----- Texto extraído

Restringida por essas dificuldades,
Marois adotou um discurso ni-ni quando
de sua declaração de campanha. Nem se comprometia a realizar um referendo, nem
afastava qualquer possibilidade. Não tendo funcionado bem, Marois adotou uma
nova retórica no debate ontem à noite (ainda que obedecendo à mesma lógica do ni-ni). Questionada por Legault ela
declarou: “Não realizarei o referendo [e
nesse momento ela fez uma pausa, deixando todo o Québec inquieto] enquanto
os quebequenses não estiverem preparados”. Ainda que sucessivamente atacada por
seus rivais de direita, Couillard e Legault, analistas da Rádio-Canadá pouparam
a líder pequista de críticas e afirmaram que esta é a via possível que ela
adote. De um lado, procura-se tranqüilizar o Québec (e, não menos importante, o
governo federal de Ottawa) de que a realização do referendo não é a prioridade,
ainda que ele será realizado algum dia e, de outro lado, não desmotiva a base
militante ao não esvaziar suas expectativas de realizar a independência do
Québec. Em recente entrevista à Radio-Canadá, o ministro das Relações
Internacionais do Québec, Jean-François Lisée, reafirmou que o partido pretende
realizar um novo referendo, sem
estabelecer contudo um prazo.

----------

Instrução dada A: Diga se cada afirmação concorda com o trecho sobre Marois e o referendo, respondendo sim ou não e citando as palavras do trecho que decidem a resposta: (i) Na declaração de campanha, Marois se comprometeu a realizar um referendo. (ii) Os analistas da Rádio-Canadá criticaram a líder pequista. (iii) Jean-François Lisée afirmou que o partido pretende realizar um novo referendo sem fixar prazo.
Instrução dada B:
Com base no trecho sobre Marois e o referendo, responda:
(i) Em que ocasião Marois adotou uma nova retórica?
(ii) Quais rivais de direita atacaram Marois?
(iii) Que cargo ocupa Jean-François Lisée?
Instrução dada C: Prossiga o trecho sobre Marois e o referendo a partir da última frase.

----- Dados fornecidos

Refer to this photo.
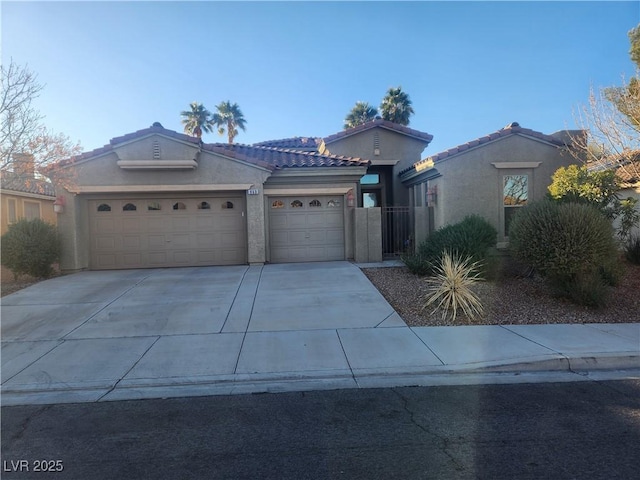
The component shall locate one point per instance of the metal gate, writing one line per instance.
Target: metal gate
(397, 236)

----------
----- Dados fornecidos

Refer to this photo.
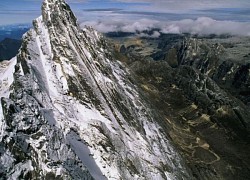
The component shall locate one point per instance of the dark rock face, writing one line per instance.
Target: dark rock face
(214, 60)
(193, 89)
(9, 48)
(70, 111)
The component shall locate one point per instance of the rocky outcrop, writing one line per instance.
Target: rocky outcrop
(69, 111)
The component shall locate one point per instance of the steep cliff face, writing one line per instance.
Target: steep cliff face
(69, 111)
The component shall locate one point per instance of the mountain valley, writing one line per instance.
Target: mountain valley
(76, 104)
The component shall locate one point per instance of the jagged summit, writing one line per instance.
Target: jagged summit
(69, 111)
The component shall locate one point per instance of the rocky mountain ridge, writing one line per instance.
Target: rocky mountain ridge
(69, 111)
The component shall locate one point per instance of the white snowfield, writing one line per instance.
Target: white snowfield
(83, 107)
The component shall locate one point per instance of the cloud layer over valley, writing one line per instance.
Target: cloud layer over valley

----------
----- Dados fornecidos

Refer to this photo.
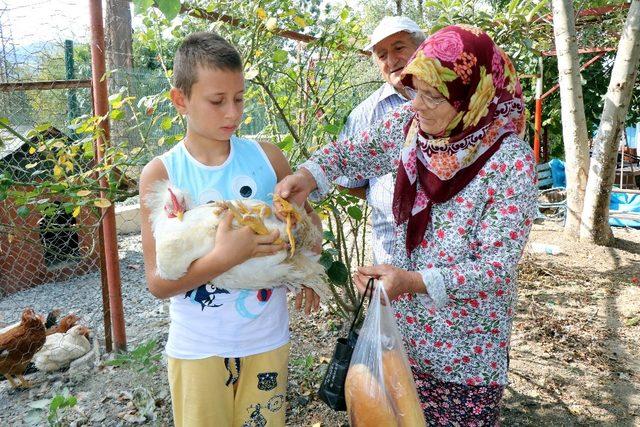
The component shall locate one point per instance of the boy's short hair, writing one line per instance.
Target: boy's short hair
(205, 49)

----------

Resposta correta A:
(i) Não: "Nem se comprometia a realizar um referendo, nem afastava qualquer possibilidade."
(ii) Não: "analistas da Rádio-Canadá pouparam a líder pequista de críticas"
(iii) Sim: "reafirmou que o partido pretende realizar um novo referendo, sem estabelecer contudo um prazo"

Resposta correta B:
(i) No debate de ontem à noite.
(ii) Couillard e Legault.
(iii) Ministro das Relações Internacionais do Québec.

Resposta correta C:
Nos dias que precederam ao debate
de ontem à noite, diversas pesquisas de intenção de voto foram divulgadas. Os
números divergem, mas a tendência é a mesma: os liberais passaram a frente do
PQ nas intenções de voto. É nítido que os liberais estão sendo bem sucedidos em
sua tática eleitoral, o PQ por sua vez enfrenta dificuldades em lidar com o
debate do referendo. Em uma pesquisa publicada no Journal de Montréal no primeiro dia de campanha, 34% dos
quebequenses votariam pelo sim em um referendo sobre a independência da
província. Esse número pode servir de limite aos votos que o PQ poderá obter no
próximo dia 7 e, sem surpresa, as intenções de voto no PQ têm orbitado em torno
desse porcentual. O sucesso dos liberais, contudo, se deve, sobretudo, a queda
da coalizão de François Legault.
Os caquistas, como são chamados
os partidários de Legault, foram a grande surpresa da eleição de 2012. Ao
elegerem 19 deputados, foram em grande parte responsáveis da vitória do PQ,
pois a maior parte dos deputados caquistas foram eleitos em antigas regiões
detidas pelos liberais, que perderam 16 deputados na última eleição, abrindo a
porta para um governo minoritário pequista. Atualmente, contudo a formação de
François Legault encontra graves dificuldades e recebe apenas pouco mais de 10%
das intenções de voto, dificilmente o partido elegerá mais de 10 deputados e
devido sua proximidade ideológica a maior parte dos votos do CAQ tende a ir ao
PLQ, o que explica a vantagem que este criou em relação ao PQ.
Qual futuro para o PQ?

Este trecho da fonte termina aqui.